• _THE TASK_
Report every line in the data below that contains the word "column".

**** DATA PROVIDED

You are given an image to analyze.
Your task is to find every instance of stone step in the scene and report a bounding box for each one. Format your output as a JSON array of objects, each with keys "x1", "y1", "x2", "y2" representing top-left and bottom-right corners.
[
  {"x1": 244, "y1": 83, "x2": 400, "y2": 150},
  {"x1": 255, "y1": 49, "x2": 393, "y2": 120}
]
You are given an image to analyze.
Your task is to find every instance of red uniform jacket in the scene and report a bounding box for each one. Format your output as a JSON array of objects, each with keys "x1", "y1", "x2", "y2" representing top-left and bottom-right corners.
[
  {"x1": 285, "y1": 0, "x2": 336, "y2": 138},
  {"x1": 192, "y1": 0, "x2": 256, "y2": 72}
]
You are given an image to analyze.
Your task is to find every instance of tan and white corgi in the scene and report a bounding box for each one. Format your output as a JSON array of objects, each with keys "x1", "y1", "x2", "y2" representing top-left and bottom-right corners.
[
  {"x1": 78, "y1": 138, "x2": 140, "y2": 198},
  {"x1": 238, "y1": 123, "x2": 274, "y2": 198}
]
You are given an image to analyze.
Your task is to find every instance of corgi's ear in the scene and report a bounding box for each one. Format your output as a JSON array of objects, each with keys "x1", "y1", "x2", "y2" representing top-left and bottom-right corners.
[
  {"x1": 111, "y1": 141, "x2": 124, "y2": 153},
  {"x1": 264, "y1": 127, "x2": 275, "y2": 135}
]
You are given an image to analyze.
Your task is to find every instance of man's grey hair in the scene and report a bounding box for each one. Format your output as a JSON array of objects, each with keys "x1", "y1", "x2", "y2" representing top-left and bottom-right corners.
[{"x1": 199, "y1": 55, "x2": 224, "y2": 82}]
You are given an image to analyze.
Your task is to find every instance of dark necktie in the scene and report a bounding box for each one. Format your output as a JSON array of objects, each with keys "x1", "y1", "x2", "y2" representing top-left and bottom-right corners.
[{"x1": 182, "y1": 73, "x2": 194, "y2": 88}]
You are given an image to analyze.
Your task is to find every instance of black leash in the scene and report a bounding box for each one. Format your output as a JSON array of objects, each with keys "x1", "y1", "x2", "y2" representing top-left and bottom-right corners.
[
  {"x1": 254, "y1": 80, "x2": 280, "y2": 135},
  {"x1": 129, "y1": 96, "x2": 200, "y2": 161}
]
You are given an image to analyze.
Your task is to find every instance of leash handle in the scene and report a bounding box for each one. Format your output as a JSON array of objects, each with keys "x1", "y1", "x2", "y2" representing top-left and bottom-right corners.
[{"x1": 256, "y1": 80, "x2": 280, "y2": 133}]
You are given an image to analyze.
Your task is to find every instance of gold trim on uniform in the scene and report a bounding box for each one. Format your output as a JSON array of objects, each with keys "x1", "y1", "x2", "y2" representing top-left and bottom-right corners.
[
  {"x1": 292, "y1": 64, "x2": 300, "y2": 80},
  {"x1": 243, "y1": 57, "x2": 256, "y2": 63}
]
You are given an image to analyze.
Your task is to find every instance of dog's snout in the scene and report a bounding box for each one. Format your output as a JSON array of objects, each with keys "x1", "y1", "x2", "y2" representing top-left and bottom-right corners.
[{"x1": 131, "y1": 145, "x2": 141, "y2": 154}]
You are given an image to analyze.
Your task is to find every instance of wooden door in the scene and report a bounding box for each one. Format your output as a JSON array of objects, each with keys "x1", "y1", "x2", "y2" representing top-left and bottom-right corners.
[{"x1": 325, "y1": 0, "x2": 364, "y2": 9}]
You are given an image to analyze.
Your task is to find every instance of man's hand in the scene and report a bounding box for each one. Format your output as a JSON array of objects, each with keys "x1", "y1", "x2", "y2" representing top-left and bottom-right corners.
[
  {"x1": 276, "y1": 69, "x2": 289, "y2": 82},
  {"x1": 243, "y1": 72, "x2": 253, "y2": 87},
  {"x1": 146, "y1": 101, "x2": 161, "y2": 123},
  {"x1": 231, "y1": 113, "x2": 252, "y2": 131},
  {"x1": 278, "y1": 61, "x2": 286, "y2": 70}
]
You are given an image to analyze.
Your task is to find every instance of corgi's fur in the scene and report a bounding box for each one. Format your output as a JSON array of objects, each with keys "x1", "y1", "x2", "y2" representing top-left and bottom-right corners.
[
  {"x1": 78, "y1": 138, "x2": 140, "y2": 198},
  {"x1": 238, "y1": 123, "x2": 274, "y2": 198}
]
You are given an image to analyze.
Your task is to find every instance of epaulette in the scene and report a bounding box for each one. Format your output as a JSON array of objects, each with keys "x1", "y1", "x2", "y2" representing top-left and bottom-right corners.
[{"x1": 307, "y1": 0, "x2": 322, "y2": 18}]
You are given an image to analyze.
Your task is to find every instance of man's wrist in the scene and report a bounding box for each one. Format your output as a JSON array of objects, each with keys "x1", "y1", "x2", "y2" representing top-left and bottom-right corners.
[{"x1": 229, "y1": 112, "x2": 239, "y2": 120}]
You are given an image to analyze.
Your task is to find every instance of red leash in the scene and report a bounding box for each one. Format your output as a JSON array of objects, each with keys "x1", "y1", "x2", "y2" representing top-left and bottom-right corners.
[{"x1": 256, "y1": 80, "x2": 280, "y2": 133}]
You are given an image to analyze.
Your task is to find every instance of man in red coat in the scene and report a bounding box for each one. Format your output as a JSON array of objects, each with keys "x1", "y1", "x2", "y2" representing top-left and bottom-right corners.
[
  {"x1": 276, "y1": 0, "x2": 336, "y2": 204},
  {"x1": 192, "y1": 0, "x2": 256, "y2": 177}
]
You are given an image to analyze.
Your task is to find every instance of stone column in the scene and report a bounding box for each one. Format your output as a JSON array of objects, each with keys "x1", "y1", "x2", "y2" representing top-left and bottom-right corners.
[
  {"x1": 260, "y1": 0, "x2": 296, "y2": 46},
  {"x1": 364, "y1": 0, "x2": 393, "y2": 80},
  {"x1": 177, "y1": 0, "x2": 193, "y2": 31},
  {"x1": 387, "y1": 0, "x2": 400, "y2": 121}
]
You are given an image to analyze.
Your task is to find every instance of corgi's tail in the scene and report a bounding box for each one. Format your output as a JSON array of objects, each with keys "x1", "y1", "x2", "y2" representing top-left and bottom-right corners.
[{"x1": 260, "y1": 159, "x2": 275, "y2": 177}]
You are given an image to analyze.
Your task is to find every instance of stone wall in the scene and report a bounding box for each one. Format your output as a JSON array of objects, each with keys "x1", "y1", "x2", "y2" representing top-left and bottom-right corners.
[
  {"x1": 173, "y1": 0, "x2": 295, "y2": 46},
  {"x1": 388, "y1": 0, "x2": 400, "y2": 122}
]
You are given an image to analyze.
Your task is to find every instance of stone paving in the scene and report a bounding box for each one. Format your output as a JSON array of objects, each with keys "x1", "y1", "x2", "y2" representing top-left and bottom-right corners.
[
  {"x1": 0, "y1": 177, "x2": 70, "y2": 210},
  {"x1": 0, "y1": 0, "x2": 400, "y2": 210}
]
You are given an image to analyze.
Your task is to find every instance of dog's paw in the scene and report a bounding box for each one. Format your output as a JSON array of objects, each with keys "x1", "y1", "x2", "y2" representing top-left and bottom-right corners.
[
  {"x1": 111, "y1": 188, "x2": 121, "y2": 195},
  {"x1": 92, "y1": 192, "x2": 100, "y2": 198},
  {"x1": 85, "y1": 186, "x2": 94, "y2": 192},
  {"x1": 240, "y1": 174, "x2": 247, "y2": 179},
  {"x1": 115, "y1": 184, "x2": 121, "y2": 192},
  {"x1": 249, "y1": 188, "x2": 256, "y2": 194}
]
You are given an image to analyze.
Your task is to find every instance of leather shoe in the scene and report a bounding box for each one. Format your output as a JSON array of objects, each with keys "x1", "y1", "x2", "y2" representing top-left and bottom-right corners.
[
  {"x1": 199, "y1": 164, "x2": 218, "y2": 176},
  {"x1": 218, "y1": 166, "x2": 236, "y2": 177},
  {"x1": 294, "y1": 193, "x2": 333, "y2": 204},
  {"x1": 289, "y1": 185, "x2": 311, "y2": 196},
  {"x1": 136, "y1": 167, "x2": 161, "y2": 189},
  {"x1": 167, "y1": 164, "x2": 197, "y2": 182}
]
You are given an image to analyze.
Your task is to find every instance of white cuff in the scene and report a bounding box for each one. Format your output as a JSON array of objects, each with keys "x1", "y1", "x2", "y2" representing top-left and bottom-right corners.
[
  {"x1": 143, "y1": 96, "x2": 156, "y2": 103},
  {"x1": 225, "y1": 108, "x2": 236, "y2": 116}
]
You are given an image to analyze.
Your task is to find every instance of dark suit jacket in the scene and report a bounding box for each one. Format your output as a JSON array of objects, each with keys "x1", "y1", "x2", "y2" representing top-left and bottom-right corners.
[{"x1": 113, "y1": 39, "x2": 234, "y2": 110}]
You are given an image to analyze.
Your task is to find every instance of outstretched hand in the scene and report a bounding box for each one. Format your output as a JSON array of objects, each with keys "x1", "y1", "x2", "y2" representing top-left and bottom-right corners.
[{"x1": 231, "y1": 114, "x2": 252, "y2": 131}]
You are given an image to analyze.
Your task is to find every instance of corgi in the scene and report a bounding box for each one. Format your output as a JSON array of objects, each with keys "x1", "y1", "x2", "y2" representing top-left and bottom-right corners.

********

• _WRITTEN REPLY_
Your task is to find every instance of stone column in the scene and report a bounding box for each one. Format your output as a JSON array of objects, each with keys "x1", "y1", "x2", "y2" representing top-left and bottom-right corners.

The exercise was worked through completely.